What you should do =
Exactly reproduce each line of the listing that follows.

Input data =
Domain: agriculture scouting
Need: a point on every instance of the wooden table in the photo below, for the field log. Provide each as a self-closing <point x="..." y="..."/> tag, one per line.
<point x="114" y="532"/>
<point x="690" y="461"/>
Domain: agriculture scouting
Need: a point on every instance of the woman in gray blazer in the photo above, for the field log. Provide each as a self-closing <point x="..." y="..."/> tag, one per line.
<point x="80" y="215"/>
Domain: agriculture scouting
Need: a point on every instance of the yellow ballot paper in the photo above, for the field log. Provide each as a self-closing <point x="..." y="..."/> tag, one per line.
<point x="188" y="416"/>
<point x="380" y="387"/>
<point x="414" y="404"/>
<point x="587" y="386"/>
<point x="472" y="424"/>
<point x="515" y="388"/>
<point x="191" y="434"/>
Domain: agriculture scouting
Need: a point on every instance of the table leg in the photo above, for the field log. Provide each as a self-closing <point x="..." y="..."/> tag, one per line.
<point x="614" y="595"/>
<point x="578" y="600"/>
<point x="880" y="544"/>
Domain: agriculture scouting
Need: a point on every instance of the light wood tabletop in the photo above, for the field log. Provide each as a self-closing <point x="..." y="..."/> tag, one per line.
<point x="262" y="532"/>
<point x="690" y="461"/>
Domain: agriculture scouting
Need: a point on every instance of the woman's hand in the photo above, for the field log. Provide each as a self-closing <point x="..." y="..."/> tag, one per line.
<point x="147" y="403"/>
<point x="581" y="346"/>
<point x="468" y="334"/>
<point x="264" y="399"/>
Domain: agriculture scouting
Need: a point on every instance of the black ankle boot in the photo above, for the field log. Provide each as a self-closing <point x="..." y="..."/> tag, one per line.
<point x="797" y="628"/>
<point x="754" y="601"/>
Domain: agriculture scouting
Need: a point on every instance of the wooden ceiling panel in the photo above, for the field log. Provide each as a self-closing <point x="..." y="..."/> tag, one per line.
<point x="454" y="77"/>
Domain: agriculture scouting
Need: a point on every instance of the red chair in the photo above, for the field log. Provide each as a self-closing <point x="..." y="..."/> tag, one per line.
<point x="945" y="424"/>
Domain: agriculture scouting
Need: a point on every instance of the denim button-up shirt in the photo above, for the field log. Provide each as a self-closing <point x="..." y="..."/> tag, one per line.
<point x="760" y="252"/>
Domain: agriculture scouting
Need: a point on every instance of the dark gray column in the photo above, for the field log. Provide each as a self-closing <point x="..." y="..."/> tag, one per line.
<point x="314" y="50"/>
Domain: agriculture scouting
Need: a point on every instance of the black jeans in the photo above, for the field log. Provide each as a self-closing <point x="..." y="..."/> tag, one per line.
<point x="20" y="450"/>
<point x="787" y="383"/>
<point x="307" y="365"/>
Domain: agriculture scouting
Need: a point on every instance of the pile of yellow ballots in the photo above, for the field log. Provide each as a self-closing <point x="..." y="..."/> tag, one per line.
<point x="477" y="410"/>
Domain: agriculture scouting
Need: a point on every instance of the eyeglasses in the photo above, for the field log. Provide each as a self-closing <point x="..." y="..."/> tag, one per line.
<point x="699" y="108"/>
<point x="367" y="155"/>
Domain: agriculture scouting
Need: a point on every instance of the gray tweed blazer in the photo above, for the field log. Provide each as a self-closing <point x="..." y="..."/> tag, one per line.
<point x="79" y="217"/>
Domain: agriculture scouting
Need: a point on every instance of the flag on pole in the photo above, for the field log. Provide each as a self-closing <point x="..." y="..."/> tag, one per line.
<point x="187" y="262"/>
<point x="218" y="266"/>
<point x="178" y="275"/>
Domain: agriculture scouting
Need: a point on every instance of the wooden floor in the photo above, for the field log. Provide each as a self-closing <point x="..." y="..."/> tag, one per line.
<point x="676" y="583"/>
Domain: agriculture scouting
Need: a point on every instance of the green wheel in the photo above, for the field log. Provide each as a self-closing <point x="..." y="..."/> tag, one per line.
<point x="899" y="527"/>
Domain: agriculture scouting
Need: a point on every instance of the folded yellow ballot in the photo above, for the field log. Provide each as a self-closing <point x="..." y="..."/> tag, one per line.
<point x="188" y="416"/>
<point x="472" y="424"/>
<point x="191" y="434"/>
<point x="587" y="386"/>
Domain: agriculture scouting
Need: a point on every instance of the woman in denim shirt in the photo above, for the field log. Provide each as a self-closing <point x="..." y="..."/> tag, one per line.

Reply =
Domain: agriculture scouting
Need: a point on every instance of the wooden table in the photo below, for the field log. Provide each as a self-closing <point x="..." y="..."/> tag, one per line.
<point x="114" y="532"/>
<point x="690" y="461"/>
Domain: agriculture scouting
Need: a point on every instance of the woman in gray blazer in the photo above, for the field log. Provide each as a self-closing <point x="..." y="..."/> tag, one per line.
<point x="80" y="215"/>
Domain: agriculture scouting
Need: a point on every instance of the yellow ballot paper in the photo above, for the field log. Provide each as a self-closing <point x="..." y="..."/> tag, one per line.
<point x="188" y="416"/>
<point x="380" y="387"/>
<point x="414" y="404"/>
<point x="587" y="386"/>
<point x="472" y="424"/>
<point x="515" y="388"/>
<point x="191" y="434"/>
Domain: agriculture scouting
Need: a point on every instance of the table leg in the photo above, for the field log. Provide each as a self-closing <point x="..." y="..."/> tag, one per line.
<point x="614" y="595"/>
<point x="578" y="600"/>
<point x="880" y="544"/>
Domain: agriculture scouting
Need: a point on every instance of the light wood tabletop in the photo above, for the field log. Provide each as a self-closing <point x="..." y="..."/> tag, one per line.
<point x="262" y="532"/>
<point x="690" y="461"/>
Domain: agriculture scouting
Need: a point on every instance of the woman's hand in the photo above, for the field log. Provide each as a self-closing <point x="..." y="..."/> tag, one per line.
<point x="147" y="403"/>
<point x="581" y="346"/>
<point x="468" y="334"/>
<point x="264" y="399"/>
Domain: agriculture scouting
Need: a point on every instance of the black ankle boot in the photo above, for the field log. Provide each as a self-closing <point x="..." y="..."/> tag, one per line.
<point x="797" y="628"/>
<point x="754" y="601"/>
Domain: agriculture scouting
Need: a point on every instance of the wooden ceiling panel in the photo above, for the field log. Provide each as a self-closing <point x="..." y="..."/> tag, one per line.
<point x="454" y="77"/>
Domain: agriculture scouting
Need: a point on every instance of the red chair in the photo above, for the field log. Provide each as a self-closing <point x="..." y="..."/> tag, one per line.
<point x="945" y="424"/>
Domain: agriculture scouting
Need: a point on every instance of the denim button-up shirt in the photo above, for the field log. Provide each as a self-closing <point x="..." y="..."/> tag, one per line.
<point x="760" y="252"/>
Domain: agriculture scouting
Need: a point on every instance of the dark gray column in the photo above, for the field log. Provide each as a self-closing <point x="..." y="..."/> tag, one per line.
<point x="314" y="50"/>
Domain: agriculture scouting
Need: a point on every instance of the black jeans in the photo above, for the field log. Provide each as a self-closing <point x="..." y="..."/> tag, one per line.
<point x="20" y="450"/>
<point x="787" y="383"/>
<point x="307" y="365"/>
Domain: agriculture scouting
Need: a point on every instance of the pile of yellow ballots in the photo above, for the field log. Provide each as a self-closing <point x="..." y="..."/> tag, one per line.
<point x="477" y="410"/>
Domain: agriculture scouting
Need: a point on every instance of the eyeglasses in the photo above, for the field log. Provide each as a self-closing <point x="..." y="..."/> tag, one per line.
<point x="699" y="108"/>
<point x="367" y="155"/>
Domain: agriculture scouting
Need: a point on every instance of the gray tweed blazer in the photo above, for the field log. Provide each as a self-closing <point x="..." y="..."/> tag, one per line.
<point x="79" y="217"/>
Domain: agriculture scouting
Need: a point on every instance of the flag on pole in the photo above, for the field log. Provide each as a self-closing <point x="..." y="..."/> tag, one per line.
<point x="187" y="262"/>
<point x="218" y="266"/>
<point x="178" y="275"/>
Domain: agriculture scouting
Need: a point on every instance of the wooden floor in the photo above, for the field log. Provide each as a self-closing <point x="..." y="..."/> tag, one per line.
<point x="676" y="583"/>
Domain: agriculture scouting
Need: a point on every instance of the green wheel in the photo above, for the field log. Provide each as a self-closing <point x="..." y="..."/> tag, one per line.
<point x="899" y="527"/>
Domain: agriculture scouting
Need: a point on every instance of the folded yellow ballot in the photo above, for the field log. Provide each as a self-closing <point x="..." y="..."/> tag, one per line.
<point x="188" y="416"/>
<point x="472" y="424"/>
<point x="191" y="434"/>
<point x="587" y="386"/>
Domain: agriculture scouting
Need: a point on every instance of the woman in denim shirt in the photo above, for the field log. Provide each as a self-closing <point x="..." y="..."/> tag, one per line.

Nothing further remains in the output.